### [Problem 1]
In the forum thread comparing Kemper and Fractal units, which of pylyo's own amps provides the HBE mode compared with the Fractal HBE?
### [Problem 2]
Reproduce the passage of the forum thread comparing Kemper and Fractal units from "It is not like" to "it's in a box.".

### [Article]
◆ ◆ ◆ ◆ ◆ ◆ ◆
If you want better answers, you need to to tell more about your preferences and what things you want to achieve with the unit.


----------



## PlumbTheDerps (Feb 17, 2015)

haieb said:


> If you are someone that sticks with "one" sound and is not into having an impressive amount of possibilities/tweakability and likes things easy -> then go with the Kemper.



Do bear in mind that the new Kemper firmware allows you to independently profile amps and cabs and it has a bunch of pre-loaded pedals, so this is changing pretty quickly. Plus each amp has built-in controls for tube bias, "cleanness," depth, pick attack, compression, cab "character," tone stack, etc.- within each model, it's highly tweakable. But you are correct that there are some things the Kemper can't do, like picking and choosing mics and cabs to fit a particular tone. You are "stuck" with other folks' mic positions for the time being, though you can switch them from profile to profile.


----------



## pylyo (Feb 17, 2015)

Kemper sounds and especially feels so much more like a real amp, that it is not even fun.
I had all the units, mate still ownes updated axefx2 and comparing it with Kemper 1:1 it sounds thin and digital - no matter what you do and what power amp used.
Of course, with tons of proccesing and mixing you can make anything sound great but straight on, Kemper wins easily imo.
It is not like a line6 though haha...

But fx are on another lvl with fractal.


----------



## pylyo (Feb 17, 2015)

One more thing, fractal "amps" do not sound that much like the real amps they were made after.

For example HBE is nothing like the real deal - the HBE mode on my Friedman BE100. No matter what you do. I even used the power amp of my BE and paired it with the fractal HBE, not even close to a real deal. And it sounds like it's in a box.
◆ ◆ ◆ ◆ ◆ ◆ ◆
### [Data records]

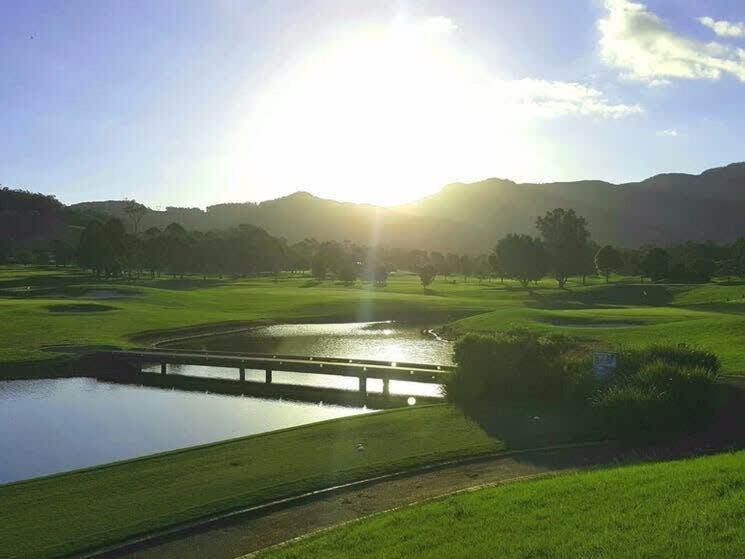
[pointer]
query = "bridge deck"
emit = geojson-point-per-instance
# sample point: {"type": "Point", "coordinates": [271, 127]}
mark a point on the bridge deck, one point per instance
{"type": "Point", "coordinates": [297, 364]}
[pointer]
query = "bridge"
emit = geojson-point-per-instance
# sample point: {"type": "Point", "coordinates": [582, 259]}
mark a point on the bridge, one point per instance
{"type": "Point", "coordinates": [361, 369]}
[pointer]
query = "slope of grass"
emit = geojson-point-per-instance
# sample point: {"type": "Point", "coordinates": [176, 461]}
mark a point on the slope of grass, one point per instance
{"type": "Point", "coordinates": [710, 316]}
{"type": "Point", "coordinates": [66, 513]}
{"type": "Point", "coordinates": [689, 508]}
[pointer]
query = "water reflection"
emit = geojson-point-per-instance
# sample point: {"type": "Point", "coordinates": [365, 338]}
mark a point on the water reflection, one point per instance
{"type": "Point", "coordinates": [49, 426]}
{"type": "Point", "coordinates": [385, 341]}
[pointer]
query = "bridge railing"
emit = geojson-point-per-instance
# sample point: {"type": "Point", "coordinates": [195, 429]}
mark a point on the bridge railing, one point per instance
{"type": "Point", "coordinates": [247, 355]}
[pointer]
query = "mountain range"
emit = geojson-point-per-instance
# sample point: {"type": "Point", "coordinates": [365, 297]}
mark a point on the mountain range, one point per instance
{"type": "Point", "coordinates": [462, 217]}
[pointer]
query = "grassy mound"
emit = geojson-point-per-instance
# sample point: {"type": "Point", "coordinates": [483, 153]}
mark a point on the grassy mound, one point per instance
{"type": "Point", "coordinates": [688, 508]}
{"type": "Point", "coordinates": [80, 307]}
{"type": "Point", "coordinates": [98, 506]}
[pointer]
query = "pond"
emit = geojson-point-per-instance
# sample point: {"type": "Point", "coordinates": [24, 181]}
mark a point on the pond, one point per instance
{"type": "Point", "coordinates": [56, 425]}
{"type": "Point", "coordinates": [385, 341]}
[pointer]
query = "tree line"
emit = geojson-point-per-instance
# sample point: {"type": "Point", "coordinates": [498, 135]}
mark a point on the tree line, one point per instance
{"type": "Point", "coordinates": [561, 248]}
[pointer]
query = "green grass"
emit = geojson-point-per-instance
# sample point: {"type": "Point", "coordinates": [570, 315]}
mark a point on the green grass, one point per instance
{"type": "Point", "coordinates": [710, 316]}
{"type": "Point", "coordinates": [67, 513]}
{"type": "Point", "coordinates": [689, 508]}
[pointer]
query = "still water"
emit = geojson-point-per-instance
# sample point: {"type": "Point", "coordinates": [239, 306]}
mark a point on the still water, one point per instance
{"type": "Point", "coordinates": [384, 341]}
{"type": "Point", "coordinates": [56, 425]}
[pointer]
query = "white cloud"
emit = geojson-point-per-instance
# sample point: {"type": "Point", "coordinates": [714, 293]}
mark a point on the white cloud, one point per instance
{"type": "Point", "coordinates": [438, 25]}
{"type": "Point", "coordinates": [550, 99]}
{"type": "Point", "coordinates": [724, 28]}
{"type": "Point", "coordinates": [640, 43]}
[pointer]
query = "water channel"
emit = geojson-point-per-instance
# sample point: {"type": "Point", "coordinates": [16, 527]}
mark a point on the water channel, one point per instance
{"type": "Point", "coordinates": [55, 425]}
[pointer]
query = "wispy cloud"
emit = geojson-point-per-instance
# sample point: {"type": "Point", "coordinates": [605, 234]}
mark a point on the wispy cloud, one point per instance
{"type": "Point", "coordinates": [640, 43]}
{"type": "Point", "coordinates": [438, 25]}
{"type": "Point", "coordinates": [551, 99]}
{"type": "Point", "coordinates": [724, 28]}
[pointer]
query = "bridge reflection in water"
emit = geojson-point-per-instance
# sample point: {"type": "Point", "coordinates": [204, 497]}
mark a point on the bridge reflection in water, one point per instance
{"type": "Point", "coordinates": [135, 367]}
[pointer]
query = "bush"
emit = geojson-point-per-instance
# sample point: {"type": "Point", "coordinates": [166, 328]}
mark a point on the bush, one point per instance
{"type": "Point", "coordinates": [516, 367]}
{"type": "Point", "coordinates": [658, 391]}
{"type": "Point", "coordinates": [628, 411]}
{"type": "Point", "coordinates": [630, 361]}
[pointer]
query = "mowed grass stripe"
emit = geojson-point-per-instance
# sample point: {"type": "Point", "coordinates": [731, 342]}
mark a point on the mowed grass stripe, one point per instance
{"type": "Point", "coordinates": [67, 513]}
{"type": "Point", "coordinates": [687, 508]}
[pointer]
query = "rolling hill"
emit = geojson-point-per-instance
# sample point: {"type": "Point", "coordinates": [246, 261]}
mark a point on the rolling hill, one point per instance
{"type": "Point", "coordinates": [463, 217]}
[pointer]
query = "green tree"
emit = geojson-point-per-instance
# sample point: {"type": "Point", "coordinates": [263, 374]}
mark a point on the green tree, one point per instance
{"type": "Point", "coordinates": [608, 260]}
{"type": "Point", "coordinates": [521, 257]}
{"type": "Point", "coordinates": [565, 238]}
{"type": "Point", "coordinates": [427, 275]}
{"type": "Point", "coordinates": [655, 263]}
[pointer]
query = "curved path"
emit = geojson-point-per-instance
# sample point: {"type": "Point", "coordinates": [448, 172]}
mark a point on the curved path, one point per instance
{"type": "Point", "coordinates": [241, 536]}
{"type": "Point", "coordinates": [248, 533]}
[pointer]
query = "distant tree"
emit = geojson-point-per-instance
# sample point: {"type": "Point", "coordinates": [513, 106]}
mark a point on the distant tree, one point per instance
{"type": "Point", "coordinates": [608, 260]}
{"type": "Point", "coordinates": [695, 262]}
{"type": "Point", "coordinates": [452, 263]}
{"type": "Point", "coordinates": [521, 257]}
{"type": "Point", "coordinates": [655, 263]}
{"type": "Point", "coordinates": [24, 257]}
{"type": "Point", "coordinates": [465, 267]}
{"type": "Point", "coordinates": [427, 275]}
{"type": "Point", "coordinates": [496, 266]}
{"type": "Point", "coordinates": [437, 260]}
{"type": "Point", "coordinates": [135, 212]}
{"type": "Point", "coordinates": [632, 263]}
{"type": "Point", "coordinates": [586, 265]}
{"type": "Point", "coordinates": [565, 237]}
{"type": "Point", "coordinates": [381, 275]}
{"type": "Point", "coordinates": [63, 253]}
{"type": "Point", "coordinates": [348, 273]}
{"type": "Point", "coordinates": [318, 267]}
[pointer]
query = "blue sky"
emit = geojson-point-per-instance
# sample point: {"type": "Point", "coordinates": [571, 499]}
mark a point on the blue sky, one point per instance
{"type": "Point", "coordinates": [193, 103]}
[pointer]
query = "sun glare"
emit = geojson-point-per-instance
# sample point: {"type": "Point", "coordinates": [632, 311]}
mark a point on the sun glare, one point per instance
{"type": "Point", "coordinates": [382, 116]}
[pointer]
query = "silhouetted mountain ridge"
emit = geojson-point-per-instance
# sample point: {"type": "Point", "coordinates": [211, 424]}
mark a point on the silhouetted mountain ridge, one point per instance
{"type": "Point", "coordinates": [469, 217]}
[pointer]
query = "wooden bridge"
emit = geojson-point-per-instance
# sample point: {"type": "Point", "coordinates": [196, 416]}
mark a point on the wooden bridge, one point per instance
{"type": "Point", "coordinates": [361, 369]}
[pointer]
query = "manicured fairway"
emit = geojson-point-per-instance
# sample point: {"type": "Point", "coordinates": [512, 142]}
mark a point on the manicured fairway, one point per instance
{"type": "Point", "coordinates": [46, 307]}
{"type": "Point", "coordinates": [58, 515]}
{"type": "Point", "coordinates": [689, 508]}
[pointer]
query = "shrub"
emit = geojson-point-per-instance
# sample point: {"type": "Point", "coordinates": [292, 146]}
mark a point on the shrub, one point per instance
{"type": "Point", "coordinates": [658, 391]}
{"type": "Point", "coordinates": [628, 411]}
{"type": "Point", "coordinates": [516, 367]}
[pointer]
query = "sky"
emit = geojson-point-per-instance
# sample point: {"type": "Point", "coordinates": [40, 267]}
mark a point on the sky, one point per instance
{"type": "Point", "coordinates": [192, 103]}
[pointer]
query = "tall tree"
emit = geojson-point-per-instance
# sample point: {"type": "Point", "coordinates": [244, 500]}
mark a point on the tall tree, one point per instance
{"type": "Point", "coordinates": [427, 275]}
{"type": "Point", "coordinates": [565, 237]}
{"type": "Point", "coordinates": [521, 257]}
{"type": "Point", "coordinates": [655, 263]}
{"type": "Point", "coordinates": [608, 260]}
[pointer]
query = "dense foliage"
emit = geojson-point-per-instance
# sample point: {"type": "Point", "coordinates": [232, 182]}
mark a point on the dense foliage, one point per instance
{"type": "Point", "coordinates": [653, 393]}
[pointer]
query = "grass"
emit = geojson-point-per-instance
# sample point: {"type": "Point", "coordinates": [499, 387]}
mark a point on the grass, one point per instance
{"type": "Point", "coordinates": [67, 513]}
{"type": "Point", "coordinates": [90, 508]}
{"type": "Point", "coordinates": [44, 306]}
{"type": "Point", "coordinates": [688, 508]}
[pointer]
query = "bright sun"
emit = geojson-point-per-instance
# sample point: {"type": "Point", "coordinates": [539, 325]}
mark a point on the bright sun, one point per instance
{"type": "Point", "coordinates": [383, 116]}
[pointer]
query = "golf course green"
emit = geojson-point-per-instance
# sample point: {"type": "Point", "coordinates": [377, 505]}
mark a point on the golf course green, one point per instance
{"type": "Point", "coordinates": [685, 508]}
{"type": "Point", "coordinates": [45, 313]}
{"type": "Point", "coordinates": [48, 316]}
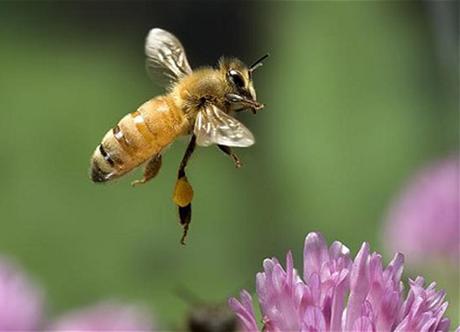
◆ ◆ ◆ ◆ ◆ ◆ ◆
### [Correct result 1]
A Friedman BE100.

### [Correct result 2]
It is not like a line6 though haha...

But fx are on another lvl with fractal.


----------



## pylyo (Feb 17, 2015)

One more thing, fractal "amps" do not sound that much like the real amps they were made after.

For example HBE is nothing like the real deal - the HBE mode on my Friedman BE100. No matter what you do. I even used the power amp of my BE and paired it with the fractal HBE, not even close to a real deal. And it sounds like it's in a box.